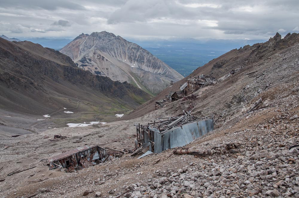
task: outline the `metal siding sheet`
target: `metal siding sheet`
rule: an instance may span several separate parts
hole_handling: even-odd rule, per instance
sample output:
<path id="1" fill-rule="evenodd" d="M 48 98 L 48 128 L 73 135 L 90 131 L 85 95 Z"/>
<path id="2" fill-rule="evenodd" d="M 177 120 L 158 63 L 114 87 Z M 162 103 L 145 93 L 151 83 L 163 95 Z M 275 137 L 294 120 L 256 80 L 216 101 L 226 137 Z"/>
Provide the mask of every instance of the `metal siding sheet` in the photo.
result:
<path id="1" fill-rule="evenodd" d="M 161 147 L 158 147 L 156 143 L 157 141 L 161 140 L 157 136 L 160 134 L 155 133 L 155 152 L 158 153 L 167 148 L 184 146 L 213 129 L 213 121 L 212 119 L 199 120 L 175 128 L 163 133 Z"/>
<path id="2" fill-rule="evenodd" d="M 163 151 L 162 148 L 162 139 L 161 134 L 155 132 L 155 153 L 159 153 Z"/>

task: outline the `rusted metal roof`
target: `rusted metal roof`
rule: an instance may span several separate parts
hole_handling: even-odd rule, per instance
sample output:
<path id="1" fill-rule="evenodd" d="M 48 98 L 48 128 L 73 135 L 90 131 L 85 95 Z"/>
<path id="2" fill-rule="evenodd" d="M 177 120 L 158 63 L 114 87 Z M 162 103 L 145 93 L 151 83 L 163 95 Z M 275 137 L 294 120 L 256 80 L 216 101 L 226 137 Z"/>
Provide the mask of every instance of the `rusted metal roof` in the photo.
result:
<path id="1" fill-rule="evenodd" d="M 72 150 L 67 151 L 64 153 L 62 153 L 61 154 L 57 155 L 56 155 L 50 158 L 49 158 L 48 159 L 48 161 L 49 162 L 50 162 L 58 160 L 61 159 L 63 159 L 65 157 L 68 157 L 69 156 L 73 154 L 75 154 L 79 152 L 88 149 L 89 148 L 91 148 L 92 147 L 89 147 L 87 145 L 85 145 L 82 147 L 78 147 L 74 149 L 73 149 Z"/>

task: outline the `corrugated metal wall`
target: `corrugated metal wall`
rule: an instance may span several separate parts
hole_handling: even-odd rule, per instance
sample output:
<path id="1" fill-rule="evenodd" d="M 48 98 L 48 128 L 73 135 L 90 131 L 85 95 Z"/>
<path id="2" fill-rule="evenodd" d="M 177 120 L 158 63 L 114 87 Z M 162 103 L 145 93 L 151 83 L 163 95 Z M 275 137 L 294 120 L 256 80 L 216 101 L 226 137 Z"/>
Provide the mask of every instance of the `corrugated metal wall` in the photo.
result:
<path id="1" fill-rule="evenodd" d="M 183 146 L 214 130 L 213 119 L 199 120 L 173 129 L 162 134 L 155 133 L 155 152 Z"/>

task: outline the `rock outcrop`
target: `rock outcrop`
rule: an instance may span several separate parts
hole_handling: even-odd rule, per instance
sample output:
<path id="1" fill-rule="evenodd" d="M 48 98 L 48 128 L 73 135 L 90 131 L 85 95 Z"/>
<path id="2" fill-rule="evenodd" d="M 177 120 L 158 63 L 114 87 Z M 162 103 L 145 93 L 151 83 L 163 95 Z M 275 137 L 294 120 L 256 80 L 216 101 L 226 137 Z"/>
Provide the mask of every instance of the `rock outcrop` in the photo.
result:
<path id="1" fill-rule="evenodd" d="M 138 45 L 106 31 L 82 33 L 60 51 L 85 70 L 154 94 L 183 78 Z"/>

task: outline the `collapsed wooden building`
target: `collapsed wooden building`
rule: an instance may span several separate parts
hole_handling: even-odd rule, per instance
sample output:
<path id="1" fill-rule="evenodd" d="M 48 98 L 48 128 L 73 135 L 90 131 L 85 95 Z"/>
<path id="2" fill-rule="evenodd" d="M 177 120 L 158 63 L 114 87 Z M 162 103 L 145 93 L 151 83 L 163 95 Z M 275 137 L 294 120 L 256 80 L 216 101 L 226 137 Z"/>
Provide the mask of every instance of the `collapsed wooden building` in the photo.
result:
<path id="1" fill-rule="evenodd" d="M 143 125 L 135 124 L 137 138 L 134 154 L 159 153 L 182 146 L 214 129 L 212 115 L 199 118 L 184 112 L 175 117 L 157 118 Z"/>
<path id="2" fill-rule="evenodd" d="M 183 85 L 184 86 L 184 93 L 186 95 L 188 95 L 201 88 L 208 85 L 215 85 L 219 81 L 213 77 L 201 74 L 198 76 L 194 76 L 187 80 L 187 84 Z"/>
<path id="3" fill-rule="evenodd" d="M 98 146 L 85 146 L 67 151 L 48 160 L 50 170 L 66 168 L 66 172 L 81 170 L 110 159 L 108 150 Z"/>

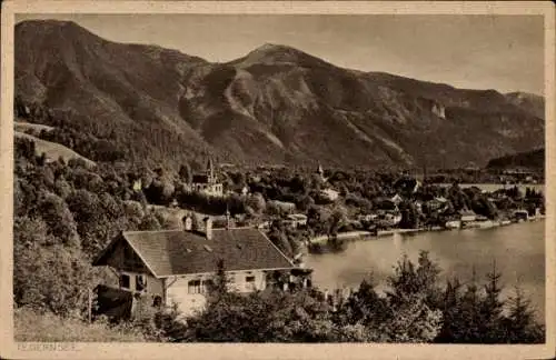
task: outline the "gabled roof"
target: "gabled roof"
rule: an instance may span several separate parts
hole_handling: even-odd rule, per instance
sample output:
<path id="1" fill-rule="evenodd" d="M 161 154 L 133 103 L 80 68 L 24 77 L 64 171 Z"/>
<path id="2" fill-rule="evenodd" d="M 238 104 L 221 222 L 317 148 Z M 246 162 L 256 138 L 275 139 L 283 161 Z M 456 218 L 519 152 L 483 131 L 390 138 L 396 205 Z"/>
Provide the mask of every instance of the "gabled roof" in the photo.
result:
<path id="1" fill-rule="evenodd" d="M 127 241 L 157 278 L 215 272 L 220 259 L 226 271 L 296 268 L 254 228 L 212 229 L 210 240 L 195 231 L 128 231 L 117 241 Z M 95 266 L 107 264 L 109 248 L 113 244 L 97 258 Z"/>

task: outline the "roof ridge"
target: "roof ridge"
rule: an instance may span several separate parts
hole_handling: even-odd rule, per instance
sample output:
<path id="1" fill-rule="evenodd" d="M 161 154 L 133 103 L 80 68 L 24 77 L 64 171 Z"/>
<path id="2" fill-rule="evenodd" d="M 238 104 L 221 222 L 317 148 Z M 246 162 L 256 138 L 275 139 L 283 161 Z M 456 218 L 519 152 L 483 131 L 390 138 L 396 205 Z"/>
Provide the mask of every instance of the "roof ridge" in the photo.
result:
<path id="1" fill-rule="evenodd" d="M 180 229 L 162 229 L 162 230 L 125 230 L 122 233 L 146 233 L 146 232 L 178 232 L 178 231 L 187 231 Z"/>

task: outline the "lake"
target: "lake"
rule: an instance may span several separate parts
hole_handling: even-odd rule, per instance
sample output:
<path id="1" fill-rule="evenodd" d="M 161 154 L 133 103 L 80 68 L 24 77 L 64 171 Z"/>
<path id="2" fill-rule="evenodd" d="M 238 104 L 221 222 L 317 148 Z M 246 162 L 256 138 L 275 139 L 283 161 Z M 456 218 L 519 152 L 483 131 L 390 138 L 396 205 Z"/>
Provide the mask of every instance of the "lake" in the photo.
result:
<path id="1" fill-rule="evenodd" d="M 309 254 L 306 266 L 315 269 L 312 282 L 325 289 L 356 288 L 370 272 L 378 290 L 404 253 L 416 261 L 419 250 L 443 269 L 440 277 L 458 276 L 461 282 L 471 278 L 484 280 L 493 268 L 502 272 L 503 296 L 512 294 L 514 286 L 525 291 L 539 319 L 545 317 L 545 221 L 533 221 L 493 229 L 396 234 L 371 240 L 350 241 L 337 253 Z"/>

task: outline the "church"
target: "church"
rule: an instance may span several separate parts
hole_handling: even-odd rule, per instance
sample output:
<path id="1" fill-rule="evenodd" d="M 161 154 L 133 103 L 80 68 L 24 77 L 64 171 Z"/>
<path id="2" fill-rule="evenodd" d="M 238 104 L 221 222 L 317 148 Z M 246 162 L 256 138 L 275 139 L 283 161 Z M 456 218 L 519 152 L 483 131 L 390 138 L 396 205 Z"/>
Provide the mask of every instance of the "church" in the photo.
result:
<path id="1" fill-rule="evenodd" d="M 218 182 L 212 159 L 208 159 L 205 173 L 193 174 L 191 190 L 210 197 L 224 197 L 224 187 Z"/>

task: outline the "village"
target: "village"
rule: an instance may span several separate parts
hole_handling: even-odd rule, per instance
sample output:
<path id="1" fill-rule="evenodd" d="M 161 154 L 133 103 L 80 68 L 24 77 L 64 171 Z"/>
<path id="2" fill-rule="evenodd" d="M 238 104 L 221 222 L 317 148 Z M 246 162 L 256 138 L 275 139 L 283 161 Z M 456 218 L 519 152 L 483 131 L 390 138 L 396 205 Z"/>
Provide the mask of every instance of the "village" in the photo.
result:
<path id="1" fill-rule="evenodd" d="M 217 169 L 208 159 L 203 171 L 182 168 L 166 194 L 156 191 L 165 188 L 163 172 L 155 173 L 147 186 L 136 179 L 133 191 L 176 226 L 123 231 L 100 252 L 93 266 L 115 276 L 98 289 L 101 313 L 122 307 L 131 313 L 148 294 L 153 307 L 177 304 L 191 316 L 203 308 L 218 267 L 240 293 L 294 291 L 311 287 L 308 252 L 341 251 L 346 241 L 395 233 L 508 226 L 542 219 L 545 211 L 543 193 L 534 189 L 488 192 L 407 172 L 367 180 L 365 173 L 325 172 L 317 164 L 305 176 L 262 167 L 242 173 Z"/>

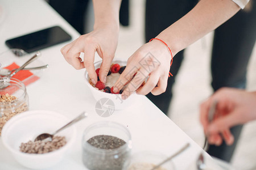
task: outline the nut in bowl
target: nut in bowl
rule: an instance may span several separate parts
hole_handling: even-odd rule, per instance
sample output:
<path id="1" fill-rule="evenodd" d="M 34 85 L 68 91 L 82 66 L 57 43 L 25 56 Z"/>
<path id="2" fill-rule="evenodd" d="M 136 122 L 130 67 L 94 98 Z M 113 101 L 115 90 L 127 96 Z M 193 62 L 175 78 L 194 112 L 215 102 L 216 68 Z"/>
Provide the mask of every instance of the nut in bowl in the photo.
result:
<path id="1" fill-rule="evenodd" d="M 101 61 L 94 63 L 96 73 L 98 72 L 98 70 L 97 70 L 97 69 L 100 67 L 101 63 Z M 123 71 L 125 69 L 125 66 L 126 66 L 127 61 L 119 59 L 114 60 L 112 63 L 113 64 L 107 76 L 106 84 L 97 84 L 100 83 L 99 82 L 101 82 L 98 80 L 97 83 L 96 83 L 96 86 L 94 86 L 94 84 L 92 83 L 86 71 L 85 71 L 84 75 L 85 82 L 92 92 L 95 100 L 98 101 L 103 98 L 109 99 L 113 101 L 115 110 L 122 110 L 135 103 L 138 98 L 138 95 L 134 92 L 126 100 L 122 100 L 121 94 L 122 91 L 118 94 L 113 94 L 113 92 L 112 92 L 113 90 L 112 90 L 111 88 L 118 79 L 119 76 L 120 75 L 119 72 L 121 73 L 122 72 L 121 71 Z M 113 73 L 112 73 L 112 70 L 113 71 Z M 102 85 L 102 87 L 101 87 L 101 85 Z M 97 87 L 100 88 L 97 88 Z"/>
<path id="2" fill-rule="evenodd" d="M 36 147 L 33 150 L 27 149 L 26 144 L 30 144 L 30 147 L 33 147 L 33 145 L 28 142 L 29 141 L 34 141 L 36 137 L 42 133 L 54 131 L 68 121 L 67 117 L 55 112 L 25 112 L 12 118 L 3 126 L 2 131 L 2 142 L 16 160 L 22 165 L 32 169 L 47 168 L 59 162 L 67 150 L 71 148 L 76 135 L 75 127 L 66 129 L 55 136 L 57 137 L 57 142 L 60 143 L 62 142 L 62 137 L 64 137 L 67 143 L 60 143 L 61 147 L 55 146 L 54 150 L 51 152 L 46 150 L 47 148 L 46 148 L 36 152 Z"/>

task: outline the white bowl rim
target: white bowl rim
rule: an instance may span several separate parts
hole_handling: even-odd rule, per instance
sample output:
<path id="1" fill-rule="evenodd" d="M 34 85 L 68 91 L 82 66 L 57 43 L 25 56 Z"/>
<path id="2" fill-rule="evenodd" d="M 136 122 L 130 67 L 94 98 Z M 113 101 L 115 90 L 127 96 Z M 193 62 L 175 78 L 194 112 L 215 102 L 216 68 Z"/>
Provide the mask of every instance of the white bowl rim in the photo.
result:
<path id="1" fill-rule="evenodd" d="M 35 112 L 36 112 L 36 113 L 35 113 Z M 20 114 L 15 115 L 14 117 L 12 117 L 10 120 L 9 120 L 5 124 L 5 126 L 3 126 L 3 127 L 2 129 L 2 136 L 1 136 L 2 141 L 3 142 L 3 145 L 8 150 L 11 151 L 13 152 L 13 154 L 16 154 L 19 156 L 25 156 L 27 158 L 34 158 L 34 156 L 38 156 L 38 158 L 43 158 L 44 157 L 51 156 L 52 155 L 54 155 L 57 154 L 58 152 L 60 152 L 61 151 L 64 151 L 64 150 L 66 150 L 68 148 L 68 147 L 69 147 L 69 146 L 71 146 L 73 143 L 73 142 L 74 142 L 74 141 L 76 138 L 77 131 L 76 131 L 76 129 L 75 128 L 74 126 L 72 126 L 72 127 L 69 128 L 72 128 L 72 131 L 73 131 L 73 133 L 72 133 L 73 137 L 72 138 L 71 138 L 71 140 L 69 141 L 69 142 L 67 142 L 66 143 L 66 144 L 65 144 L 64 146 L 61 147 L 59 149 L 53 151 L 52 152 L 48 152 L 48 153 L 45 153 L 45 154 L 42 154 L 24 153 L 24 152 L 22 152 L 17 150 L 13 148 L 13 147 L 10 146 L 7 143 L 6 143 L 6 142 L 5 141 L 3 138 L 5 138 L 5 129 L 7 128 L 5 128 L 5 127 L 8 127 L 9 126 L 9 124 L 11 124 L 13 121 L 15 121 L 17 119 L 19 119 L 20 117 L 22 117 L 24 116 L 29 116 L 31 114 L 35 114 L 36 113 L 38 113 L 40 114 L 42 114 L 42 113 L 43 113 L 43 114 L 55 114 L 55 115 L 57 115 L 60 117 L 62 117 L 64 119 L 67 119 L 67 120 L 68 120 L 68 118 L 66 116 L 64 116 L 63 114 L 59 113 L 58 112 L 56 112 L 51 111 L 51 110 L 29 110 L 29 111 L 24 112 L 23 113 L 21 113 Z"/>
<path id="2" fill-rule="evenodd" d="M 126 62 L 127 63 L 127 60 L 125 60 L 125 59 L 123 59 L 123 58 L 114 58 L 115 60 L 113 60 L 113 61 L 112 61 L 112 62 L 114 62 L 115 61 L 121 61 L 121 62 Z M 95 65 L 97 65 L 97 64 L 98 64 L 99 63 L 102 63 L 102 60 L 100 60 L 100 61 L 97 61 L 97 62 L 94 62 L 94 66 L 95 66 Z M 110 95 L 110 96 L 113 96 L 113 95 L 119 95 L 119 96 L 120 96 L 120 97 L 121 97 L 121 95 L 122 95 L 122 94 L 109 94 L 109 93 L 106 93 L 106 92 L 102 92 L 102 91 L 100 91 L 100 90 L 97 90 L 97 89 L 96 89 L 94 87 L 93 87 L 89 83 L 89 81 L 88 81 L 88 77 L 89 77 L 89 76 L 88 76 L 88 72 L 87 71 L 87 70 L 85 70 L 85 73 L 84 73 L 84 78 L 85 78 L 85 82 L 86 82 L 86 84 L 89 87 L 89 88 L 90 88 L 90 89 L 92 89 L 93 91 L 95 91 L 95 92 L 96 92 L 97 91 L 97 92 L 100 92 L 100 93 L 104 93 L 104 94 L 105 94 L 106 95 Z M 136 92 L 133 92 L 132 94 L 131 94 L 131 95 L 134 95 L 134 94 L 136 94 Z"/>

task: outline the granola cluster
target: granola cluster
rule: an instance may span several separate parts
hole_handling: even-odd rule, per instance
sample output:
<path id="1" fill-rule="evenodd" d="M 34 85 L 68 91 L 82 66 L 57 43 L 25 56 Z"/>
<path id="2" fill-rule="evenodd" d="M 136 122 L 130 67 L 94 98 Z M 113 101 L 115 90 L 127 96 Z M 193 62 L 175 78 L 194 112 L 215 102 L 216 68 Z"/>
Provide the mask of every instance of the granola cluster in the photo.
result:
<path id="1" fill-rule="evenodd" d="M 28 154 L 44 154 L 56 150 L 67 143 L 65 137 L 53 136 L 52 141 L 38 141 L 22 143 L 19 147 L 22 152 Z"/>
<path id="2" fill-rule="evenodd" d="M 0 136 L 2 129 L 7 121 L 28 109 L 28 107 L 26 102 L 19 101 L 14 96 L 8 94 L 0 95 Z"/>

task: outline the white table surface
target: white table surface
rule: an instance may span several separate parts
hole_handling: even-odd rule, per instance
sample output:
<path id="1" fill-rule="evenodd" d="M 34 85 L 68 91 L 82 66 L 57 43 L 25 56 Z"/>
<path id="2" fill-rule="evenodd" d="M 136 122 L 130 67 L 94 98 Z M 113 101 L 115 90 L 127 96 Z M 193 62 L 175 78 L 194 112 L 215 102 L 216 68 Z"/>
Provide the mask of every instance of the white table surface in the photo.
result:
<path id="1" fill-rule="evenodd" d="M 8 39 L 56 25 L 63 27 L 73 39 L 80 35 L 44 1 L 2 0 L 0 5 L 6 14 L 0 23 L 0 52 L 8 50 L 5 44 Z M 108 118 L 98 116 L 94 109 L 96 101 L 85 85 L 84 70 L 73 69 L 60 52 L 65 44 L 41 50 L 40 60 L 49 64 L 49 67 L 39 80 L 27 87 L 30 109 L 53 110 L 71 119 L 85 110 L 90 116 L 75 125 L 78 133 L 72 150 L 61 163 L 48 169 L 86 169 L 82 163 L 82 132 L 89 125 L 102 120 L 114 121 L 127 126 L 132 136 L 133 152 L 150 150 L 170 155 L 189 142 L 189 148 L 175 158 L 174 162 L 178 170 L 193 169 L 189 166 L 203 151 L 201 148 L 145 96 L 139 96 L 135 105 L 124 110 L 115 110 Z M 99 60 L 98 57 L 96 60 Z M 0 169 L 27 169 L 14 160 L 1 140 Z"/>

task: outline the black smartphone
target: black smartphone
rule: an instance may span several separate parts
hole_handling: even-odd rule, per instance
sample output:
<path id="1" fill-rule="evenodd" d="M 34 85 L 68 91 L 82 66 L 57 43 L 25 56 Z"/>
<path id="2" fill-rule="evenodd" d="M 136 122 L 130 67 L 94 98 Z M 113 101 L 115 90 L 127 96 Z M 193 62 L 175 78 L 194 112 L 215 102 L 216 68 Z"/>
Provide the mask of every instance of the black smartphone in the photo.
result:
<path id="1" fill-rule="evenodd" d="M 31 53 L 71 40 L 71 36 L 59 26 L 55 26 L 7 40 L 10 48 L 19 48 Z"/>

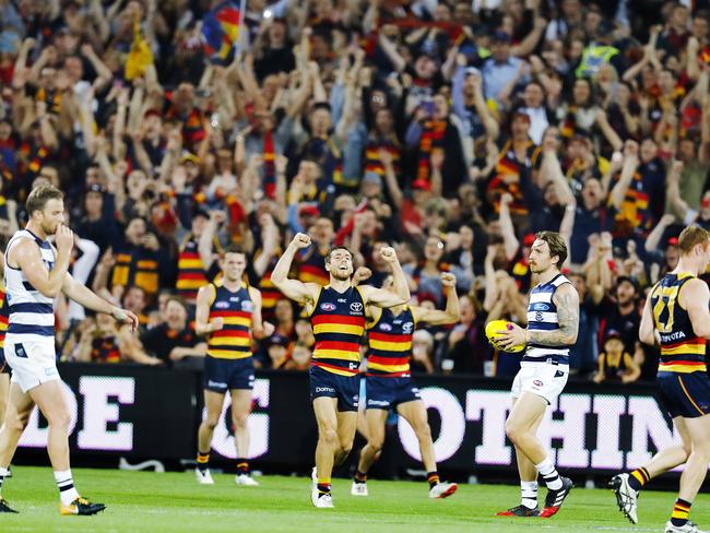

Exercise description
Copy out each line in the records that contains the word "granola".

Answer for this exercise
task: outline the granola cluster
target: granola cluster
Provide the mask of every instance of the granola cluster in the photo.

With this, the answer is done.